[[ Text for analysis, beginning ]]
On World Suicide Prevention Day, a coroner’s court in Bantry heard details of five deaths, self-caused, across one area in West Cork.
In one case, a young man, a father of two children, was found by two workers at a refuse company. The man had died of acute carbon monoxide poisoning.
According to his mother, he had moved back in a short time previously due to difficulties with his marriage. He was worried about maybe not being able to see his children.
There had been two previous attempts, she said.
Another case involved an Italian man who had spent some time in Galway before working for a number of weeks at a house in Goleen in exchange for bed and board.
The owner told coroner Frank O’Connell that the man, who was in his early 50s, had barely a word of English.
“I have been finding it very difficult since the incident,” the householder told gardaí.
“He [the Italian] definitely had some problems in his mind, but he didn’t want to talk about it,” he told the court.
The investigating garda revealed that the dead man’s laptop showed there had been plans for him to return home.
Another man, believed to be Dutch, was found in his rented house by his landlord, who told gardaí that the man had stayed at the property for four years with his partner and two children.
The landlord said the children had “never looked happy” and that no-one came over to play with them.
Then, some months before the man’s death, his wife and children had left, and he was ill.
The landlord asked the man why he didn’t return to the Netherlands for treatment.
In another case, a young man was found by one of his housemates at a property in Bantry. His friend was so concerned he kicked the door in.
[[ Text for analysis, end ]]
[[ Stored data, beginning ]]
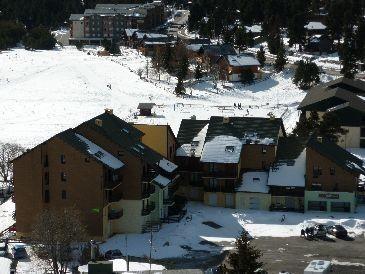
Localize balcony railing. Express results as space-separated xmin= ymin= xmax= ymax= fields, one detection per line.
xmin=204 ymin=185 xmax=235 ymax=193
xmin=141 ymin=202 xmax=156 ymax=216
xmin=202 ymin=171 xmax=237 ymax=178
xmin=142 ymin=184 xmax=156 ymax=199
xmin=108 ymin=209 xmax=123 ymax=220
xmin=108 ymin=192 xmax=123 ymax=203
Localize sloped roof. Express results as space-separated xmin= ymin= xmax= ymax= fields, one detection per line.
[[ Stored data, end ]]
• [About this task] Copy the court report starting at the words "On World Suicide" and ending after "householder told gardaí.", renaming "householder" as "homeowner" along the way. Rely on the court report alone, not on the rows.

• [Reply to the task]
On World Suicide Prevention Day, a coroner’s court in Bantry heard details of five deaths, self-caused, across one area in West Cork.
In one case, a young man, a father of two children, was found by two workers at a refuse company. The man had died of acute carbon monoxide poisoning.
According to his mother, he had moved back in a short time previously due to difficulties with his marriage. He was worried about maybe not being able to see his children.
There had been two previous attempts, she said.
Another case involved an Italian man who had spent some time in Galway before working for a number of weeks at a house in Goleen in exchange for bed and board.
The owner told coroner Frank O’Connell that the man, who was in his early 50s, had barely a word of English.
“I have been finding it very difficult since the incident,” the homeowner told gardaí.